### Task instructions
1) Do these statements agree with the forum thread on upgrading a 2001 GTI 1.8T ECU? Answer yes or no for each, quoting the words of the thread that decide it.
(a) The single program from APR costs about $500 and adds about 50 hp over stock.
(b) The Audi TT turbo setup is described as 225 hp stock in the good trim model.
(c) One reply says GIAC and REVO make less power than APR.
2) In the ECU upgrade thread, what did Dragon1.8T put on an 03 1.8t?
3) Why does the ECU upgrade thread advise against GIAC and REVO?

### Excerpt provided

======

# ecu upgrade 2001 gti 1.8t



## drew23 (Dec 23, 2010)

canU GUYS tell ME wut company should i used for upgrade my ecu, giac our others im not going crazy im putting a audi tt turbo ITS A LITLE BE BIGGER THE THE ONE THAT I HAVE ALLREDY ITS THE STOCK ONE ,and a bigger intercooler 3" exhaust, im mighT be around 375 our 400 hp idk but let me know thANKSSS 





2001 GTI 1.8t ...


----------



## MKVjettawlfsburg (Jan 20, 2011)

*ECU*

Stick with APR or unitronic for your ecu upgrades. the single program from APR would be perfect if your using a stock audi turbo. Youll drop $500 doing it but it gives you about 50 more hp over stock. or you could get it with more programs already installed if you ever planned on doing a big turbo upgrade


----------



## MKVjettawlfsburg (Jan 20, 2011)

also man, with the mods that your talking about youd very very lucky to even hit the 300 hp mark, the turbo isnt going to give you alot, cause the TT is 225 stock (if you get the good trim model) but id just bank on 300, getting a set of bigger injectors would also help you alot if your putting a bigger turbo in.


----------



## xdisturbed1x (Feb 16, 2011)

if your gunna use the k04 use the tt injectors as well. its a good combo


----------



## Ewinkdub04 (Oct 5, 2010)

MKVjettawlfsburg said:


> Stick with APR or unitronic for your ecu upgrades. the single program from APR would be perfect if your using a stock audi turbo. Youll drop $500 doing it but it gives you about 50 more hp over stock. or you could get it with more programs already installed if you ever planned on doing a big turbo upgrade


this this this


----------



## Dragon1.8T (Mar 25, 2011)

I def agree with this fellow. I put an apr stage 1 on my 03 1.8t today. Unitronic is decent too but GIAC and REVO dont tune your engine up the right way. Theyre very peaky with boost and they will make more power BUT they are way more likely to age youre engine quicker.


----------

======

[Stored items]

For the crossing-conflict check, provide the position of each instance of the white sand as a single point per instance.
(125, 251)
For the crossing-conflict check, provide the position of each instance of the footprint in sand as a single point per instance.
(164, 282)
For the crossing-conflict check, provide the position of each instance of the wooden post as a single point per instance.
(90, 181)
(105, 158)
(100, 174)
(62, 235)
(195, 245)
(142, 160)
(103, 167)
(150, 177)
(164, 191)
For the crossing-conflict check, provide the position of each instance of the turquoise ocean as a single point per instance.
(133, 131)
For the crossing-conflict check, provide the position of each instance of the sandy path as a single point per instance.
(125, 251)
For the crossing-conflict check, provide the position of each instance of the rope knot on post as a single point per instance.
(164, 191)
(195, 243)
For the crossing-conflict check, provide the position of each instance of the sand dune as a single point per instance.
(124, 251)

======

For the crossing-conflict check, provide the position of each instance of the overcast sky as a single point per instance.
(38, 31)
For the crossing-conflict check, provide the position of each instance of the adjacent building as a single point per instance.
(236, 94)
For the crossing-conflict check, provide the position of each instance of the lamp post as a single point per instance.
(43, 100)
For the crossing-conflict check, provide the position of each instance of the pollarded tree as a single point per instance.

======

### Answers below
1)
(a) Yes: "Youll drop $500 doing it but it gives you about 50 more hp over stock."
(b) Yes: "the TT is 225 stock (if you get the good trim model)"
(c) No: "they will make more power BUT they are way more likely to age youre engine quicker."

2) An APR stage 1.

3) Dragon1.8T says GIAC and REVO don't tune the engine the right way. They are very peaky with boost, so although they make more power, they are way more likely to age the engine quicker.